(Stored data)
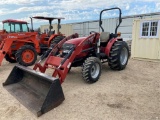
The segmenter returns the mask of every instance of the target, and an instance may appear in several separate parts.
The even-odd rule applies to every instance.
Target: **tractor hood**
[[[79,43],[82,42],[82,40],[86,39],[87,37],[80,37],[80,38],[75,38],[75,39],[71,39],[66,41],[65,43],[67,44],[74,44],[75,46],[77,46]]]

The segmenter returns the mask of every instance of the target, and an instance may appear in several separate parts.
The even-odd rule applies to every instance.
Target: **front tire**
[[[101,68],[101,61],[98,58],[87,58],[82,67],[83,79],[88,83],[94,83],[98,81],[101,75]]]
[[[11,57],[9,54],[6,54],[5,56],[6,61],[10,62],[10,63],[16,63],[16,59],[15,57]]]
[[[108,65],[113,70],[125,69],[129,59],[129,48],[125,41],[116,41],[110,51]]]
[[[20,65],[31,66],[37,60],[37,52],[34,47],[30,45],[24,45],[16,53],[16,60]]]

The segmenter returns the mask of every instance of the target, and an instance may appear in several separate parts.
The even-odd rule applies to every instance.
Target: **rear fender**
[[[109,57],[110,50],[111,50],[113,44],[114,44],[116,41],[122,41],[122,39],[112,38],[112,39],[108,42],[108,44],[107,44],[107,46],[106,46],[106,48],[105,48],[105,54],[106,54],[108,57]]]

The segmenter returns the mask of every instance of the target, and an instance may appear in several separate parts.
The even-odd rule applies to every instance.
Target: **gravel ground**
[[[14,65],[3,62],[0,84]],[[99,81],[87,84],[73,68],[62,84],[65,101],[39,118],[0,86],[0,120],[160,120],[159,72],[158,62],[130,59],[123,71],[104,64]]]

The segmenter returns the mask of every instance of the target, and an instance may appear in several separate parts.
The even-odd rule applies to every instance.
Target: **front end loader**
[[[109,33],[104,32],[104,29],[102,27],[102,20],[101,16],[104,11],[108,10],[119,10],[119,24],[117,25],[115,29],[115,33]],[[45,89],[42,86],[46,86],[45,82],[41,82],[41,77],[45,78],[44,81],[48,83],[48,75],[46,75],[47,69],[52,69],[53,73],[50,75],[52,76],[53,80],[59,80],[60,84],[64,82],[68,72],[71,70],[72,67],[82,67],[82,77],[83,79],[88,83],[95,83],[99,80],[101,76],[102,71],[102,63],[108,63],[111,69],[113,70],[123,70],[126,68],[126,65],[128,63],[129,59],[129,49],[126,44],[126,42],[123,41],[122,38],[120,38],[119,34],[117,34],[117,29],[122,22],[121,19],[121,9],[120,8],[111,8],[111,9],[104,9],[100,12],[100,20],[99,25],[102,29],[102,33],[91,31],[90,35],[88,37],[79,37],[78,35],[72,35],[68,38],[63,39],[59,44],[55,45],[54,48],[49,51],[49,55],[46,58],[44,64],[41,64],[41,62],[38,62],[35,64],[35,66],[32,69],[21,67],[21,66],[15,66],[15,68],[12,70],[11,74],[9,75],[8,79],[4,83],[4,87],[11,93],[14,94],[14,96],[19,100],[22,104],[26,105],[26,101],[23,99],[28,99],[28,103],[36,103],[38,99],[32,99],[30,100],[31,96],[39,96],[36,94],[36,92],[39,91],[45,91]],[[47,54],[47,53],[46,53]],[[43,60],[43,58],[42,58]],[[19,72],[15,72],[16,70],[20,70]],[[12,75],[12,73],[15,73],[17,77],[14,77],[15,75]],[[30,75],[32,73],[32,75]],[[18,77],[22,74],[22,80]],[[16,79],[16,80],[15,80]],[[22,82],[21,84],[21,81]],[[7,83],[13,83],[8,85]],[[38,83],[37,83],[38,82]],[[24,85],[23,85],[24,83]],[[20,84],[21,87],[19,87],[18,95],[17,92],[13,93],[16,84]],[[27,86],[25,85],[27,84]],[[41,85],[40,85],[41,84]],[[8,89],[7,87],[11,87],[12,89]],[[23,90],[23,87],[29,88],[31,92],[25,93],[25,90]],[[59,89],[61,89],[61,86],[57,85]],[[9,88],[10,88],[9,87]],[[38,87],[38,88],[37,88]],[[56,87],[48,86],[50,89],[53,89],[57,92]],[[22,89],[22,90],[21,90]],[[41,90],[39,90],[41,89]],[[39,90],[39,91],[38,91]],[[48,89],[46,90],[48,91]],[[46,92],[47,93],[47,92]],[[21,97],[24,94],[24,96],[28,97]],[[43,94],[40,93],[42,96]],[[47,93],[49,94],[49,93]],[[54,96],[58,99],[62,100],[63,92],[57,92]],[[58,97],[61,96],[61,97]],[[41,98],[40,96],[38,97]],[[42,97],[43,98],[43,97]],[[35,101],[34,101],[35,100]],[[48,106],[53,101],[52,98],[48,101]],[[59,102],[60,103],[60,102]],[[42,104],[41,104],[42,105]],[[31,106],[27,104],[27,107]],[[32,107],[32,106],[31,106]],[[34,106],[33,106],[34,107]],[[39,105],[39,109],[42,108],[42,106]],[[52,107],[54,108],[54,107]],[[33,108],[34,111],[37,109]],[[41,110],[43,111],[43,109]],[[38,111],[36,111],[38,113]],[[41,112],[43,114],[45,112]],[[40,114],[37,114],[40,115]]]
[[[65,37],[53,47],[52,52],[58,51],[65,41],[77,37],[78,34]],[[45,57],[45,55],[41,56],[41,60],[34,66],[33,70],[16,65],[3,83],[4,88],[36,116],[41,116],[57,107],[65,99],[59,78],[35,71]]]
[[[38,33],[33,30],[32,19],[48,20],[49,32]],[[52,21],[58,21],[57,33],[51,31]],[[32,30],[29,31],[28,23],[18,20],[4,20],[3,29],[0,31],[0,65],[5,58],[10,63],[18,62],[23,66],[31,66],[37,60],[37,55],[42,55],[50,46],[57,44],[65,36],[60,33],[61,19],[57,17],[35,16],[31,18]]]

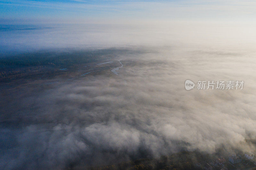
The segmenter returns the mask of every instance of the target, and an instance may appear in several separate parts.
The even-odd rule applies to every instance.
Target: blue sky
[[[60,22],[106,20],[252,20],[255,1],[0,0],[0,18]]]

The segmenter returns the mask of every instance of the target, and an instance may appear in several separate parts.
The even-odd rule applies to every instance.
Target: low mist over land
[[[255,152],[255,26],[220,23],[4,26],[1,71],[21,73],[1,84],[0,167]],[[244,84],[187,91],[187,79]]]

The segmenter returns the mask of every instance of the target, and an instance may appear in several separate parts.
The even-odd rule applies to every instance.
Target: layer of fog
[[[93,44],[90,37],[105,35],[99,47],[111,37],[104,47],[139,44],[156,52],[116,56],[124,65],[118,76],[92,73],[3,96],[9,101],[1,112],[1,166],[61,168],[184,150],[255,152],[255,33],[249,27],[165,27],[141,37],[143,29],[129,35],[125,27],[110,35],[91,33],[83,42]],[[242,90],[188,91],[187,79],[245,84]]]

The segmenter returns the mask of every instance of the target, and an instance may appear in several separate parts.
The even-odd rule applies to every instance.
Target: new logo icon
[[[187,80],[185,82],[185,88],[187,90],[189,90],[194,88],[195,83],[193,81]]]

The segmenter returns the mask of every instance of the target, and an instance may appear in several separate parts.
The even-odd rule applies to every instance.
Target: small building
[[[252,160],[254,158],[254,154],[251,152],[246,152],[244,154],[244,156],[248,159]]]
[[[228,157],[228,161],[232,164],[240,162],[242,160],[242,158],[241,156],[238,154],[233,154]]]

Goal: Reproduce each line of the records exactly, and omit every picture.

Worked answer:
The segmenter returns the mask of every instance of the target, and an instance may appear in several separate parts.
The even-odd rule applies to every instance.
Target: **tractor hood**
[[[79,43],[82,42],[82,40],[86,39],[87,37],[80,37],[80,38],[75,38],[75,39],[71,39],[66,41],[65,43],[67,44],[74,44],[75,46],[77,46]]]

The segmenter returns the mask of every instance of the target, and an instance may appear in several separate parts.
The even-odd rule applies to every instance.
Target: **front tire**
[[[101,68],[101,61],[98,58],[87,58],[82,67],[83,79],[88,83],[94,83],[98,81],[101,75]]]
[[[11,57],[9,54],[6,54],[5,56],[6,61],[10,62],[10,63],[16,63],[16,59],[15,57]]]
[[[108,65],[113,70],[125,69],[129,59],[129,48],[125,41],[116,41],[110,51]]]
[[[20,65],[31,66],[37,60],[37,52],[34,47],[30,45],[24,45],[16,53],[16,60]]]

The segmenter returns the mask of every instance of the target, and an instance may appear in several separate parts.
The even-odd rule applies to every instance.
Target: **rear fender**
[[[109,57],[110,50],[111,50],[113,44],[114,44],[116,41],[122,41],[122,39],[112,38],[112,39],[108,42],[108,44],[107,44],[107,46],[106,46],[106,48],[105,48],[105,54],[106,54],[108,57]]]

The segmenter returns the mask of every instance of the target, and an instance may appear in several separate parts.
The even-odd rule applies to every instance.
Target: **gravel ground**
[[[14,65],[3,62],[0,84]],[[99,81],[87,84],[73,68],[62,84],[65,101],[39,118],[0,86],[0,120],[160,120],[159,72],[158,62],[130,59],[123,71],[104,64]]]

The segmenter returns the mask of every instance of the target, and an instance may appear in several separate parts.
The even-odd rule applies to every instance.
Target: **front end loader**
[[[109,33],[104,32],[104,29],[102,27],[102,20],[101,16],[104,11],[108,10],[119,10],[119,24],[117,25],[115,29],[115,33]],[[45,89],[42,86],[46,86],[45,82],[41,82],[41,77],[45,78],[44,81],[48,83],[48,75],[46,75],[47,69],[52,69],[53,73],[50,75],[52,76],[53,80],[59,80],[60,84],[64,82],[68,72],[71,70],[72,67],[82,67],[82,77],[83,79],[88,83],[95,83],[99,80],[101,76],[102,71],[102,63],[108,63],[111,69],[113,70],[123,70],[126,68],[126,65],[128,63],[129,59],[129,49],[126,44],[126,42],[123,41],[122,38],[120,38],[119,34],[117,34],[117,29],[122,22],[121,19],[121,9],[120,8],[111,8],[111,9],[104,9],[100,12],[100,20],[99,25],[102,29],[102,33],[91,31],[90,35],[88,37],[79,37],[78,35],[72,35],[68,38],[63,39],[59,44],[55,45],[54,48],[49,51],[49,55],[46,58],[44,64],[41,64],[41,62],[38,62],[35,64],[35,66],[32,69],[21,67],[21,66],[15,66],[15,68],[12,70],[11,74],[9,75],[8,79],[4,83],[4,87],[11,93],[14,94],[14,96],[19,100],[22,104],[26,105],[26,101],[23,99],[28,99],[28,103],[36,103],[38,99],[32,99],[30,100],[31,96],[39,96],[36,94],[36,92],[39,91],[45,91]],[[47,54],[47,53],[46,53]],[[43,60],[43,58],[42,58]],[[19,72],[15,72],[16,70],[20,70]],[[12,75],[12,73],[15,73],[17,77],[14,77],[15,75]],[[30,75],[32,73],[32,75]],[[18,77],[22,74],[22,80]],[[16,79],[16,80],[15,80]],[[22,82],[21,84],[21,81]],[[7,83],[13,83],[8,85]],[[38,83],[37,83],[38,82]],[[24,85],[23,85],[24,83]],[[20,84],[21,87],[19,87],[18,95],[17,92],[13,93],[16,84]],[[27,86],[25,85],[27,84]],[[41,85],[40,85],[41,84]],[[8,89],[7,87],[11,87],[12,89]],[[23,90],[23,87],[29,88],[31,92],[25,93],[25,90]],[[59,89],[61,89],[61,86],[57,85]],[[9,88],[10,88],[9,87]],[[38,87],[38,88],[37,88]],[[56,87],[48,86],[50,89],[53,89],[57,92]],[[22,89],[22,90],[21,90]],[[41,90],[39,90],[41,89]],[[39,90],[39,91],[38,91]],[[48,89],[46,90],[48,91]],[[46,92],[47,93],[47,92]],[[21,97],[24,94],[24,96],[28,97]],[[43,94],[40,93],[42,96]],[[47,93],[49,94],[49,93]],[[54,96],[58,99],[62,100],[63,92],[57,92]],[[58,97],[61,96],[61,97]],[[41,98],[40,96],[38,97]],[[42,97],[43,98],[43,97]],[[35,101],[34,101],[35,100]],[[48,106],[53,101],[52,98],[48,101]],[[59,102],[60,103],[60,102]],[[42,104],[41,104],[42,105]],[[31,106],[27,104],[27,107]],[[32,107],[32,106],[31,106]],[[34,106],[33,106],[34,107]],[[39,105],[39,109],[42,108],[42,106]],[[52,107],[54,108],[54,107]],[[33,108],[34,111],[37,109]],[[41,110],[43,111],[43,109]],[[38,111],[36,111],[38,113]],[[41,112],[43,114],[45,112]],[[40,114],[37,114],[40,115]]]
[[[65,37],[53,47],[52,52],[58,51],[65,41],[77,37],[78,34]],[[45,57],[45,55],[41,56],[41,60],[34,66],[33,70],[16,65],[3,83],[4,88],[36,116],[41,116],[57,107],[65,99],[59,78],[35,71]]]
[[[38,33],[33,30],[32,19],[48,20],[49,32]],[[52,21],[58,21],[57,33],[51,31]],[[32,30],[29,31],[28,23],[18,20],[4,20],[3,29],[0,31],[0,65],[5,58],[10,63],[18,62],[23,66],[31,66],[37,60],[37,55],[42,55],[50,46],[57,44],[65,36],[60,33],[61,19],[57,17],[35,16],[31,18]]]

The segmenter returns the mask of every instance of the target, and an instance may appear in several separate parts.
The even-odd rule applies to every instance.
Target: blue sky
[[[60,22],[106,20],[252,20],[255,1],[0,0],[0,18]]]

The segmenter returns the mask of every instance of the target, and an instance may appear in several separate parts.
The even-odd rule applies to every instance.
Target: low mist over land
[[[255,152],[255,26],[220,23],[4,26],[1,71],[21,73],[1,84],[0,167]],[[244,84],[187,91],[187,79]]]

The segmenter returns the mask of every instance of the target, and an instance may appear in several separate parts.
The even-odd rule applies to every instance.
Target: layer of fog
[[[93,44],[90,37],[105,35],[99,47],[111,37],[104,47],[139,44],[156,52],[116,56],[124,65],[118,76],[92,73],[3,96],[9,101],[1,112],[1,166],[61,168],[184,150],[255,152],[255,33],[249,27],[165,27],[141,37],[143,29],[129,35],[125,27],[110,35],[91,33],[83,42]],[[242,90],[188,91],[187,79],[245,84]]]

The segmenter returns the mask of every instance of the target, and an instance may appear in several separate parts.
The even-odd rule applies to every instance.
Target: new logo icon
[[[187,80],[185,82],[185,88],[187,90],[189,90],[194,88],[195,83],[193,81]]]

The segmenter returns the mask of every instance of the target, and an instance may appear in several separate parts.
The even-odd rule applies to every instance.
Target: small building
[[[252,160],[254,158],[254,154],[251,152],[246,152],[244,154],[244,156],[248,159]]]
[[[228,157],[228,161],[232,164],[240,162],[242,160],[242,158],[241,156],[238,154],[233,154]]]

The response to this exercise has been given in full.